Object detection data:
◇ ◇ ◇

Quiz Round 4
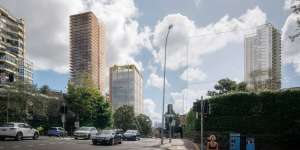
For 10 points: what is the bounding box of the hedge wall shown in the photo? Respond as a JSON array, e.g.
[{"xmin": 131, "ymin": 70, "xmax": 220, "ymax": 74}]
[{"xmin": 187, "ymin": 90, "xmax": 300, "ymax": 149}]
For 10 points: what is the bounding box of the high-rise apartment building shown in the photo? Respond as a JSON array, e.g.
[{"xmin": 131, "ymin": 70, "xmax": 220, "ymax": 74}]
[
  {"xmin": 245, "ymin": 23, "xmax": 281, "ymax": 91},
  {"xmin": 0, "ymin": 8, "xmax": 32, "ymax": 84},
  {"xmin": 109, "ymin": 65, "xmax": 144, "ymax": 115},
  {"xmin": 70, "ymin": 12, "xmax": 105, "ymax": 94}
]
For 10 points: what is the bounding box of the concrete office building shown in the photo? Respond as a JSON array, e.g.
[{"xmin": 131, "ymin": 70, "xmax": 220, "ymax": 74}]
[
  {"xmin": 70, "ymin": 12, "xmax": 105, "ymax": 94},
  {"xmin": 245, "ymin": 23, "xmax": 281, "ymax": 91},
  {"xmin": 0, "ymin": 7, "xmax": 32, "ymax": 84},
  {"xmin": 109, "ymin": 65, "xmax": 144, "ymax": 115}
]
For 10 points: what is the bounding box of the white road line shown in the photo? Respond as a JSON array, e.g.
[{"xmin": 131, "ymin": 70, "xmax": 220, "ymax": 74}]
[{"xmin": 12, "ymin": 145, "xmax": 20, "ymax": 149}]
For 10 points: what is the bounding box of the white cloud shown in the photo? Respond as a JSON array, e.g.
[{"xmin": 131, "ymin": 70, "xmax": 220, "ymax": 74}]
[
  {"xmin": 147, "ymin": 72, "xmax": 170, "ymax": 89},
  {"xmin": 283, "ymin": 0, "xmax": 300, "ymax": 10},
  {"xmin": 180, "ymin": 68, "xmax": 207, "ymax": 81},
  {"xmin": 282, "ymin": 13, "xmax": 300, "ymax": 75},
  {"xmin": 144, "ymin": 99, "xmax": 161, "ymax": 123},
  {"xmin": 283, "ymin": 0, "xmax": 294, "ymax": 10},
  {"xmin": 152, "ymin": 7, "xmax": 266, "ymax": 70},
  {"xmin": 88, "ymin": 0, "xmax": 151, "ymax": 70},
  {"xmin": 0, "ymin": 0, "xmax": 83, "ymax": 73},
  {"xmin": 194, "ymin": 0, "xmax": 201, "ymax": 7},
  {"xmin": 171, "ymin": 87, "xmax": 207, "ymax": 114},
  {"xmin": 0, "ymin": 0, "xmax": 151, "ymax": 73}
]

◇ ◇ ◇

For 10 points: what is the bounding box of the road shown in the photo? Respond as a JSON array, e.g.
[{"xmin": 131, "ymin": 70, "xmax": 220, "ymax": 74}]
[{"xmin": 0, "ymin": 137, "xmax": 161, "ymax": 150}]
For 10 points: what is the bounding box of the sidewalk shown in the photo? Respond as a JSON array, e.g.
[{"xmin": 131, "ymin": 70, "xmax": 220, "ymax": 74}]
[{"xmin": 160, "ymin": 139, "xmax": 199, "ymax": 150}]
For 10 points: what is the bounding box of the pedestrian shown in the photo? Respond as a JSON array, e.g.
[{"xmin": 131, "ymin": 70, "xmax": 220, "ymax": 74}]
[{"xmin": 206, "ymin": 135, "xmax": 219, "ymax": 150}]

◇ ◇ ◇

** PROBLEM TO SOLVE **
Return every line of the rows above that contains the string "road", matching case exactly.

** EXERCISE RESPONSE **
For 10 points: what is the bounding box of the white road line shown in the photo? Respond as a JSON array, e.g.
For 10 points: what is the bounding box of the road shown in the photo? Respond as a JSON array, e.g.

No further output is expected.